- WORK REQUIRED: Without the pictures, print each of the records below exactly as it appears.

[Opening EXTRACTED ENTRIES section]

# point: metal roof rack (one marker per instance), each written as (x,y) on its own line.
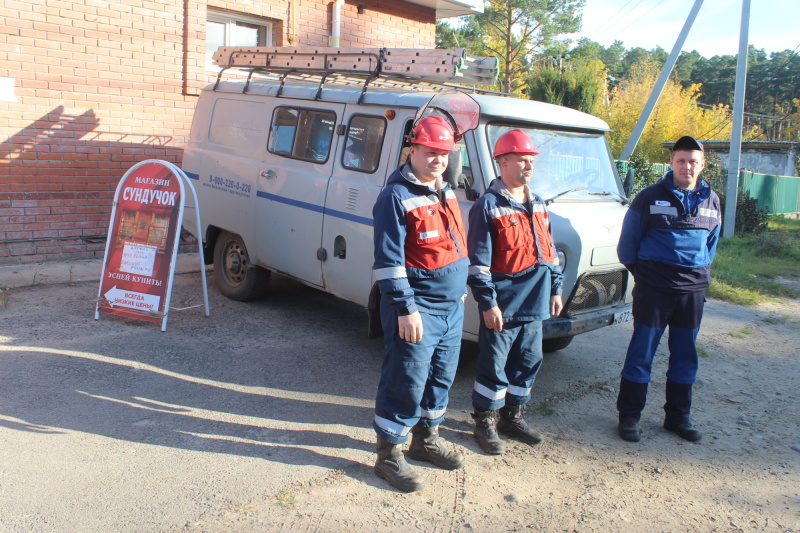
(396,68)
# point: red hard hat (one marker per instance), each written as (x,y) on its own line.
(434,132)
(514,141)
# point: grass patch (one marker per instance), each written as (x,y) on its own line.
(746,269)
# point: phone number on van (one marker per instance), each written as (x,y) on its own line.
(231,186)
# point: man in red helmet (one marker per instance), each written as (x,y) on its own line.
(514,278)
(421,266)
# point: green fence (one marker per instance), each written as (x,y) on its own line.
(779,194)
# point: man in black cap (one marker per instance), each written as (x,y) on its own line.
(668,242)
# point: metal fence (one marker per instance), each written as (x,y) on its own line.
(778,194)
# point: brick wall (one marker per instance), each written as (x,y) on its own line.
(100,86)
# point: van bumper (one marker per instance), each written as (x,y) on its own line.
(570,326)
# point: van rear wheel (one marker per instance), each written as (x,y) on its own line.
(236,277)
(553,345)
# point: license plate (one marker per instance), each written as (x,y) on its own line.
(622,317)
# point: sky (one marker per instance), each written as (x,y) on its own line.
(649,23)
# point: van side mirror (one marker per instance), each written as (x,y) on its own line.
(627,186)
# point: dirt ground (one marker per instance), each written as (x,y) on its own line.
(257,418)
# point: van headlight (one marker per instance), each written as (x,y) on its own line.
(562,260)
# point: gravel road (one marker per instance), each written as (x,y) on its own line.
(257,418)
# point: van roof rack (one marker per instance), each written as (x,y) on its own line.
(406,68)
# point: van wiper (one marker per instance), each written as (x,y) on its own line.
(559,195)
(621,199)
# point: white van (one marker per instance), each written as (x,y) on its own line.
(287,174)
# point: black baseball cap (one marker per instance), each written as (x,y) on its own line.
(687,143)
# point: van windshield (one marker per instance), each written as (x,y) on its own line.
(569,166)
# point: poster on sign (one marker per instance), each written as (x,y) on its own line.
(142,243)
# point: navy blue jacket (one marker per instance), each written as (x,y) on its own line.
(420,245)
(512,255)
(669,236)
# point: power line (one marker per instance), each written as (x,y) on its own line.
(763,86)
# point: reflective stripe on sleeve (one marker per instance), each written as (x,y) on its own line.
(704,212)
(499,212)
(390,273)
(479,270)
(663,210)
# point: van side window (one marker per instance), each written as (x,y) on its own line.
(362,149)
(302,133)
(237,125)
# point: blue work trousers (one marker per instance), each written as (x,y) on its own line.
(653,311)
(507,365)
(416,377)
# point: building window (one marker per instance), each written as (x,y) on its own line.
(227,29)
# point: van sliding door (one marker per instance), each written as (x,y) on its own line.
(292,183)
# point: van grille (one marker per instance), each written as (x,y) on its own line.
(598,290)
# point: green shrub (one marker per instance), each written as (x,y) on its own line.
(750,220)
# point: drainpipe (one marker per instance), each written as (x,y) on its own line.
(336,22)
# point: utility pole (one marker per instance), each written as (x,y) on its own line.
(633,140)
(732,188)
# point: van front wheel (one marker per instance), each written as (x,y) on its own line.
(553,345)
(235,276)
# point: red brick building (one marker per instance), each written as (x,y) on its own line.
(88,88)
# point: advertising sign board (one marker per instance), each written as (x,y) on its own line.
(142,243)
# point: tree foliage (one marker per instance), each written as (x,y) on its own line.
(512,30)
(676,114)
(579,86)
(771,96)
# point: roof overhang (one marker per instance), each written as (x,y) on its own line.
(451,8)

[Closing EXTRACTED ENTRIES section]

- EXERCISE RESULT:
# point: metal roof rack (one marker per instance), each written as (x,y) on its own line.
(396,68)
# point: red hard hat (one marker per instance), each written as (x,y) on its own line.
(434,132)
(514,141)
# point: grass patch (one marker per instance), each written as (x,y) on its own line.
(746,269)
# point: phone number on van (one marker per instance), each written as (x,y) on its own line.
(231,186)
# point: man in red helmet (one marker per instance), each written as (x,y) on its own line.
(514,278)
(421,266)
# point: green fence (one marker per instance), each written as (x,y) on its own line.
(779,194)
# point: man in black cap (one marker per instance), each written as (x,y) on its own line.
(668,242)
# point: metal fence (one marker per instance), each written as (x,y) on its own line.
(778,194)
# point: brick wall (one marker per instance), each written as (x,y) on its own line.
(100,86)
# point: van bumper (one marker per instance), each written as (x,y) on its own line.
(570,326)
# point: van rear wheel (one marker per instance), each written as (x,y) on its own line.
(236,277)
(553,345)
# point: license plate (one marker per instance), each written as (x,y) on its own line.
(622,317)
# point: sky (one marker per instance), each written as (x,y) on its own line.
(649,23)
# point: van side mirror (one marker per instance), each written as (x,y) on its own line.
(627,186)
# point: dirt ground (one marker per instance), each written as (x,y) on its own line.
(257,418)
# point: van headlight (one marker per instance), each written as (x,y) on its own line.
(562,260)
# point: gravel road (one marker per instance), each written as (x,y) on its own line.
(257,418)
# point: van roof rack (one marker per instance), each written as (x,y) on its own line.
(406,68)
# point: van wiper (one marker per instance), each written as (x,y) on its own line.
(559,195)
(621,199)
# point: white van (one marker per instance), each written as (x,y) on its own line.
(287,174)
# point: black baseball cap (one marker per instance), each written as (x,y) on its own line.
(687,143)
# point: van windshield (one marker per instance), each written as (x,y) on its own line.
(569,166)
# point: poster on sign (one marker per instance), each written as (x,y) on its own line.
(142,243)
# point: navy blue jacket (one marker per instance), each written as (x,y) on its own line.
(420,245)
(512,255)
(669,236)
# point: power line (one marker per instance), each written as (x,y) on its own line.
(763,86)
# point: reflective stripe on sleeve (one marker per instance), each written as (x,y) on its own line.
(704,212)
(499,212)
(390,273)
(479,270)
(663,210)
# point: van side window (one marker per instance), each written as (x,y) on its own line.
(362,149)
(302,133)
(237,125)
# point: blue work trousers (one marker per instance), each written as (x,y) on its own line.
(653,311)
(507,365)
(416,377)
# point: building window (one marker per instance), each written as (x,y) on its own line.
(227,29)
# point: van sliding door (one marker per instance), each written as (x,y) on its own line.
(292,183)
# point: van grille (one marker per instance), each written as (x,y) on its own line.
(598,290)
# point: green shrub (one marker per instance), each written as (x,y) on its own line.
(750,220)
# point: drainpipe (one marker per instance), each written as (x,y) on its own line.
(336,22)
# point: utility pole (one marker per instance), each written as (x,y) on its own line.
(633,140)
(732,188)
# point: van front wheel (one marker per instance), each written as (x,y) on its own line.
(553,345)
(235,276)
# point: red brick building (one marker per instance), each written as (x,y) on its own line.
(88,88)
# point: advertising sign board (one marker per instance), each written as (x,y) on its own line.
(142,243)
# point: tree foliage (one marker per instance), each written as (x,y) on its own line.
(512,30)
(676,114)
(579,86)
(771,96)
# point: roof overhang (one marker per instance), each written as (x,y) on its own line.
(451,8)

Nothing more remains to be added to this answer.